• _Aim_
Please pick out and copy every line of the records that contains the word "light", matching case exactly.

• _Excerpted records_

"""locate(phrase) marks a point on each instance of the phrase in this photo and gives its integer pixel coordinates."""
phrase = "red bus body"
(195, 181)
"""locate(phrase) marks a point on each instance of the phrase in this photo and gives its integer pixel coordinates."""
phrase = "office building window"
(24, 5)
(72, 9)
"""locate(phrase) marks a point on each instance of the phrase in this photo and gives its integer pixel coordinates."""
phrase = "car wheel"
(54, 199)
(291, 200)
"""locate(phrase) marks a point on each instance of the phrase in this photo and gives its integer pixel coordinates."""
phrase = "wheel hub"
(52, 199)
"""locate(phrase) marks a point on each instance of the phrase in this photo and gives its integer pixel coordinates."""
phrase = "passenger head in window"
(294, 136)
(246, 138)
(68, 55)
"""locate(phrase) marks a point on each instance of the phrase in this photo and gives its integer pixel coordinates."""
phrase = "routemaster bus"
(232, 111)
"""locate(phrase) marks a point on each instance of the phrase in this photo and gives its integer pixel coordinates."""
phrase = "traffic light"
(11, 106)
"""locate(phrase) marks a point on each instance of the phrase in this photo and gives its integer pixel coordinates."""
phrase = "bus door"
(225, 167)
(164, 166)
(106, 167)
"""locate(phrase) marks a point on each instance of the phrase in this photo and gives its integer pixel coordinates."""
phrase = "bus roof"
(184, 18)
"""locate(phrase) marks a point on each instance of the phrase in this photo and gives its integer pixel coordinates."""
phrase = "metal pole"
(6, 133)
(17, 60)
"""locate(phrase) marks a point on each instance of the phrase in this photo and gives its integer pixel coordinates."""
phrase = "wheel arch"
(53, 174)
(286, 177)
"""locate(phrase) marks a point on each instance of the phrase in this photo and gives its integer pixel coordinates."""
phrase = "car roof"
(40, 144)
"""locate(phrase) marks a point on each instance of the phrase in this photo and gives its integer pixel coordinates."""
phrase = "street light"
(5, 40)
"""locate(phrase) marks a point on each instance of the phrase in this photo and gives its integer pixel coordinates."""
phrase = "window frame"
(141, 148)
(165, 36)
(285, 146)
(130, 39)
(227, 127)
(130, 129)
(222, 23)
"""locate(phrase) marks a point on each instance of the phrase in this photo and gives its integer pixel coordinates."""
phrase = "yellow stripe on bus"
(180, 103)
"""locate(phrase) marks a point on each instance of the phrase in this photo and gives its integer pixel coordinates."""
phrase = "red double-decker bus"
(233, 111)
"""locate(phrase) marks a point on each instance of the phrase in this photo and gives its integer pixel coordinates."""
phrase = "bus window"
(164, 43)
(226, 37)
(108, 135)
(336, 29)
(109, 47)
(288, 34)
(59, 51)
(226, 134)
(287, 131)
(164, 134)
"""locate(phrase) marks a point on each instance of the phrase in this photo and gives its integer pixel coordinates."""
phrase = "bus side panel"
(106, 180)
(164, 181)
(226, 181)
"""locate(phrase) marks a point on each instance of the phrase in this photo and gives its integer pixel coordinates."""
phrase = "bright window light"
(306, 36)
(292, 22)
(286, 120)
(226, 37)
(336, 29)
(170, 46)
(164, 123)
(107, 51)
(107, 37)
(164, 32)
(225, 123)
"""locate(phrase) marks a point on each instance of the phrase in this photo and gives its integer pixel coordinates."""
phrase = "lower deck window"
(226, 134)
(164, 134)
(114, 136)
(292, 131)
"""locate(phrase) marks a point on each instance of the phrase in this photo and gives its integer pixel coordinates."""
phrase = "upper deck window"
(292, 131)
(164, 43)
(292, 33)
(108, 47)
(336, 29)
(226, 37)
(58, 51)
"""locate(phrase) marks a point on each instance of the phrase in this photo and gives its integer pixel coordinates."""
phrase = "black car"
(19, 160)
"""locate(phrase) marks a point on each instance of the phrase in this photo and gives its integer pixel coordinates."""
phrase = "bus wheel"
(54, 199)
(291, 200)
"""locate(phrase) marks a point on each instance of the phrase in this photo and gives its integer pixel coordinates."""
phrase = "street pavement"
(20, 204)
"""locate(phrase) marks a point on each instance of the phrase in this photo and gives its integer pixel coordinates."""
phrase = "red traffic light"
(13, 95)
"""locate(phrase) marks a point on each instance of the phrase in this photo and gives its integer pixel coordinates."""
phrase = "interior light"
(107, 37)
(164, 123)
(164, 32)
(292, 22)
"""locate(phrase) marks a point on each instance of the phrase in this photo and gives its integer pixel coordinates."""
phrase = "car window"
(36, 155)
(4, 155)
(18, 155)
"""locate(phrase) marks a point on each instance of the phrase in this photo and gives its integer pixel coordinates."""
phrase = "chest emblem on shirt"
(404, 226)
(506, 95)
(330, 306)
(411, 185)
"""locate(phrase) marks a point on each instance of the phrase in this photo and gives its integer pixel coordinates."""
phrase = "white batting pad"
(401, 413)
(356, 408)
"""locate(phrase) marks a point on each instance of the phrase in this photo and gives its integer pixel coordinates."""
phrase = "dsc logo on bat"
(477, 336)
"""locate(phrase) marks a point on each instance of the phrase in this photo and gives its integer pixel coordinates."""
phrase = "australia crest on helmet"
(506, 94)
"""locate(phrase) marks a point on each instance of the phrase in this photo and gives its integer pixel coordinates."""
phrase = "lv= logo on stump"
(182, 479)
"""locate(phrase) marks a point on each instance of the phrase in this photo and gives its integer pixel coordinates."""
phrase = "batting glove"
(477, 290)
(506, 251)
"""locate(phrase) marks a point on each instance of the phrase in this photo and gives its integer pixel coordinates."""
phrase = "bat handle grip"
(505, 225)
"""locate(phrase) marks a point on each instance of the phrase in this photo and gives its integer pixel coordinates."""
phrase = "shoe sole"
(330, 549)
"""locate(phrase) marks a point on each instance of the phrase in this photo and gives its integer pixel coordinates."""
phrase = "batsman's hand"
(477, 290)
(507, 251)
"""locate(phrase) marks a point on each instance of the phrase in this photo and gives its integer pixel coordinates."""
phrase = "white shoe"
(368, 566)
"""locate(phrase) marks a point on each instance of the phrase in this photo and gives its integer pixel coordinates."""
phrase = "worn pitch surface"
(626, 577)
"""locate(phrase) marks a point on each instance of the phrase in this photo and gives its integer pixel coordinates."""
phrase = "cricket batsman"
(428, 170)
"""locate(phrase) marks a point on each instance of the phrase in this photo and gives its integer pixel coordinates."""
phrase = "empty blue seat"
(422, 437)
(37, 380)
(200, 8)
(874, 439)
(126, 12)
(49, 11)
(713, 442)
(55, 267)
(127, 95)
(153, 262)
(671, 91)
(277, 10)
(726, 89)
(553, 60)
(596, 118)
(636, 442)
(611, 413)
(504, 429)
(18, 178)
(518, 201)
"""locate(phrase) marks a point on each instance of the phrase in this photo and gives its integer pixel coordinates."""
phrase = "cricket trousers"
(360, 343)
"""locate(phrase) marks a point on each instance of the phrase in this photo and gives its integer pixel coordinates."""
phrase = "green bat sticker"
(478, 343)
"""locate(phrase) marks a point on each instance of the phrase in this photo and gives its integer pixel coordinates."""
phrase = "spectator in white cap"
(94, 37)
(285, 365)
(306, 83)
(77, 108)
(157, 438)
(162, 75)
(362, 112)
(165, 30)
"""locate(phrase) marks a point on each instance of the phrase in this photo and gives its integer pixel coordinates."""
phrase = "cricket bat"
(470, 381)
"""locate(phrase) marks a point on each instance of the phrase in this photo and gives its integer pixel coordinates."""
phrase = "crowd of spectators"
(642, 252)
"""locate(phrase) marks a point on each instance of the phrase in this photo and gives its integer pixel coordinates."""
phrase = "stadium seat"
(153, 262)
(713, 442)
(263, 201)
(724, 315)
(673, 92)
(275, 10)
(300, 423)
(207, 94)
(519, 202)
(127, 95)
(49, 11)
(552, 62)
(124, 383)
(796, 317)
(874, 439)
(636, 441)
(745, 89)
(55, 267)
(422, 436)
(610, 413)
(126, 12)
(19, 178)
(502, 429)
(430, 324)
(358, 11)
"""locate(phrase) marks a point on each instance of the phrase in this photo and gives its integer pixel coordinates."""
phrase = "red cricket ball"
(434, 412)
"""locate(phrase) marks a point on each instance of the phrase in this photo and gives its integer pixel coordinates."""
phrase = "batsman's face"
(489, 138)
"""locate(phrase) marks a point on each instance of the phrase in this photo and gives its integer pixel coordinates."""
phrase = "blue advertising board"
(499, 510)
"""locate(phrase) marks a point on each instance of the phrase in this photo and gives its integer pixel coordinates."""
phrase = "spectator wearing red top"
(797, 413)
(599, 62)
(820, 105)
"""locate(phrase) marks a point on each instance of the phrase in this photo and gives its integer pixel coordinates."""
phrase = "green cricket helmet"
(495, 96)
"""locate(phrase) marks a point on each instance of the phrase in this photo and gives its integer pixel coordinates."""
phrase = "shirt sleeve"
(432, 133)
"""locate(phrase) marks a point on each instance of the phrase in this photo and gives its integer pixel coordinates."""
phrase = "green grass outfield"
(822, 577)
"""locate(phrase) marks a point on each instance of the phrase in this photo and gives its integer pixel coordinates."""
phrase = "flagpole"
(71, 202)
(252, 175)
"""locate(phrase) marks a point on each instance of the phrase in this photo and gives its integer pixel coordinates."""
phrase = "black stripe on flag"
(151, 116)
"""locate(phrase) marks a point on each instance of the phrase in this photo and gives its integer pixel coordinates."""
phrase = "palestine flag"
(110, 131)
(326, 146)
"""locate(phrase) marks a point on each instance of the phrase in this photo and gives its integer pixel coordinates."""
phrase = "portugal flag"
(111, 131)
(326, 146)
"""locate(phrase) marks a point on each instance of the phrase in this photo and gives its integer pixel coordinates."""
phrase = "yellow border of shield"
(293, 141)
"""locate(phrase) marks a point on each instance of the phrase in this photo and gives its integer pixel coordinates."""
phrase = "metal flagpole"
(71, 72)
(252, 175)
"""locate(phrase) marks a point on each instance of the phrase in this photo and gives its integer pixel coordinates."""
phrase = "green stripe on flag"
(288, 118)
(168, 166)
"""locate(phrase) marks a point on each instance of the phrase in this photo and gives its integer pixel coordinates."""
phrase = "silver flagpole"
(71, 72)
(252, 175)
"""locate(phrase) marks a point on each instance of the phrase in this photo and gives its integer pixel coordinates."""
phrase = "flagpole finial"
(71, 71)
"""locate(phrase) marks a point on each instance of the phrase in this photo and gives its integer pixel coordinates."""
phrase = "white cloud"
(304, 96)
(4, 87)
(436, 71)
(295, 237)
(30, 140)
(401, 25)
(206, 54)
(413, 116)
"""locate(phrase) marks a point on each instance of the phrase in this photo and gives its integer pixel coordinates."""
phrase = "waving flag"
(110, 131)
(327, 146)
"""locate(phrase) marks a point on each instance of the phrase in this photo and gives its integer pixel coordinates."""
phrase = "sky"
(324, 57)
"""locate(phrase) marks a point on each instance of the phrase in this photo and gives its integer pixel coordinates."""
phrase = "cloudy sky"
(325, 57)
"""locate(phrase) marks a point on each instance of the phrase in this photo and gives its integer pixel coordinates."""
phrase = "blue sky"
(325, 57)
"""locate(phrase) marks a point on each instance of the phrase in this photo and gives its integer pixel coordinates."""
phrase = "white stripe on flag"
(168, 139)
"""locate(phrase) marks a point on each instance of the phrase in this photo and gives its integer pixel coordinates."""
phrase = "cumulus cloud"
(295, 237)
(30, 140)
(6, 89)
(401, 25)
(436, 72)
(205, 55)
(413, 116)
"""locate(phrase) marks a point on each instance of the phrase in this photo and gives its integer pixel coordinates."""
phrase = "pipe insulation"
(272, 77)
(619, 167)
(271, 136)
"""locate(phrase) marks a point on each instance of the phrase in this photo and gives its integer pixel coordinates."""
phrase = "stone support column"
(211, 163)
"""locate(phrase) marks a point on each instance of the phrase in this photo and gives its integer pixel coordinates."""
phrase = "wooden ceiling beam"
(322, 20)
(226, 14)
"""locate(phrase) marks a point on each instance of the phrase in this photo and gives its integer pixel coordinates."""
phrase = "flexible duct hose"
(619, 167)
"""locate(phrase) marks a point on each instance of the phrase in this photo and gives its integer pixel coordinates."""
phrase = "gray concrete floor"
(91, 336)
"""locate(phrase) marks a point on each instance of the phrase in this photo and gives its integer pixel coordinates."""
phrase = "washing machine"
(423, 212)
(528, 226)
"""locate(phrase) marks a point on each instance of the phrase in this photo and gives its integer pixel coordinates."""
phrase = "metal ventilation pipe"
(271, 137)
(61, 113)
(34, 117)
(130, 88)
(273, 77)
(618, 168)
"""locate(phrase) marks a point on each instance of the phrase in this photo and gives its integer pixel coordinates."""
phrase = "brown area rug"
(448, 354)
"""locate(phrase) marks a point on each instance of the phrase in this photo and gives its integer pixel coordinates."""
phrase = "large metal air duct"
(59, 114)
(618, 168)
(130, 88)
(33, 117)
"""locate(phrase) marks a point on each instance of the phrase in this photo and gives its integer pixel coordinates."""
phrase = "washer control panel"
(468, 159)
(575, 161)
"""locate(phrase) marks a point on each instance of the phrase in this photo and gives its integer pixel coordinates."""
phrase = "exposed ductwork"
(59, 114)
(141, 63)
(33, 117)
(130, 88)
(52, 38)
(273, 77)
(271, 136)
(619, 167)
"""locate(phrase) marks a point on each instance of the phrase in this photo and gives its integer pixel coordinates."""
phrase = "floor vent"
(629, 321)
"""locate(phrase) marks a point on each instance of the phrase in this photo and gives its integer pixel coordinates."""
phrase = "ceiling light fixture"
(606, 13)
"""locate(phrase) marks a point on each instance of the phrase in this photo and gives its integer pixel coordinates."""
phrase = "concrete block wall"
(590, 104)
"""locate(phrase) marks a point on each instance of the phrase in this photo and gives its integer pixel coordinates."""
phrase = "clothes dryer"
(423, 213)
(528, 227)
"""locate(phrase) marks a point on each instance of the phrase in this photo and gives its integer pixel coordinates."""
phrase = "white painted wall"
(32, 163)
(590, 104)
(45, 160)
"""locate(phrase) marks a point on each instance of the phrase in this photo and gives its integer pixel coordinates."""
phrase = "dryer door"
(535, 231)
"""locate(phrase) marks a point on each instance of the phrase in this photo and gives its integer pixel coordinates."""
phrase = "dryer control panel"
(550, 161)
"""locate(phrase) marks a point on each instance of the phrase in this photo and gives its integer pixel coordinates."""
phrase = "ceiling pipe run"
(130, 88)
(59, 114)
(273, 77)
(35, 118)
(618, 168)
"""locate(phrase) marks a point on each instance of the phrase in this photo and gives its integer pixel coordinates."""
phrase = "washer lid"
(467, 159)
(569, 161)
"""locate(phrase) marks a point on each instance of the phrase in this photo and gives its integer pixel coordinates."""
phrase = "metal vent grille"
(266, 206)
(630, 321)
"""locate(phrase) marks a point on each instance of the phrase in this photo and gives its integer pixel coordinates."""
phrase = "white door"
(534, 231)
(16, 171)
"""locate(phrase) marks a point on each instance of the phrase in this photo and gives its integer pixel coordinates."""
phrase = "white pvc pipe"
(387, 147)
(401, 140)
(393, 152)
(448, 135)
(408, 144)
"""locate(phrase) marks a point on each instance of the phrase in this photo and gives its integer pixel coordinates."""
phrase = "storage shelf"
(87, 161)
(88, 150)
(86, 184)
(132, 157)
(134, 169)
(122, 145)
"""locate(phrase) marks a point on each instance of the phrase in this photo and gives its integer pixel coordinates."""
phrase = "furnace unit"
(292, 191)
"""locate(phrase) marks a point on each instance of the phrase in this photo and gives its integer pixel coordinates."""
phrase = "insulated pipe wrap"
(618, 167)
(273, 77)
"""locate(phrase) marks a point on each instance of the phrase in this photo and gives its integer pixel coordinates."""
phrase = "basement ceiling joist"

• _Output_
phrase = "traffic light"
phrase = "street light"
phrase = "bright window light"
phrase = "red traffic light"
phrase = "interior light"
phrase = "ceiling light fixture"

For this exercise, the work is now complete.